---- 本文の抜粋
そのため、親に学校に行きたくないと申告してくる子供は、それなりに自分の中で悩みを抱えている状態だということです。
その子供に対して「学校に行きなさい!」とるのは親の都合です。
「きつくても小学校に通うのは当然だから」「周りの過程に不登校だと思われるのは恥ずかしい」そんな親のあさましい考えで、子供の心に向き合っていません。
子供が学校に行きたくない理由は何かしっかり把握してからどうするか考えるようにしましょう。

「どうすれば通うようになるのだろう?」この考え自体が間違い

子供学校に行きたくないといった時に、「どうすれば学校に通うのだろう」このように考えること自体が間違いです。
子供が不登校になった時・なりそうな時の解決は、子供が学校に通うことではなく、子供が抱えている根本的な悩みを解決することです。学校に無理やり通わせたから大丈夫というわけではありません。
--------
---- 未加工の記録
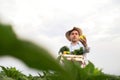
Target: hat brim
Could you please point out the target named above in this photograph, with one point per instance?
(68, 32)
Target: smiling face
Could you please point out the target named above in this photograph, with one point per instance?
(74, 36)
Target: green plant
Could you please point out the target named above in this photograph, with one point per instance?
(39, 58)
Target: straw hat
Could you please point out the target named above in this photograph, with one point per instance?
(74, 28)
--------
---- 未加工の記録
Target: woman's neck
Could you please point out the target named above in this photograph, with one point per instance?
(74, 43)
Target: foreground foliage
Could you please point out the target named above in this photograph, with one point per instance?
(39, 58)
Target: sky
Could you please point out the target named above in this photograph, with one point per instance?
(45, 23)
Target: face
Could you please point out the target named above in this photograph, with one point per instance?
--------
* **課題**
本文の抜粋の内容を2文で要約してください。 記録はこの作業に関係しない。

* **完成した課題**
学校に行きたくないと親に申告してくる子供は自分の中で悩みを抱えており、親は子供が学校に行きたくない理由をしっかり把握してからどうするか考えるべきだ。子供が不登校になった時やなりそうな時の解決とは、学校に通わせることではなく子供が抱える根本的な悩みを解決することであり、無理やり通わせたから大丈夫というわけではない。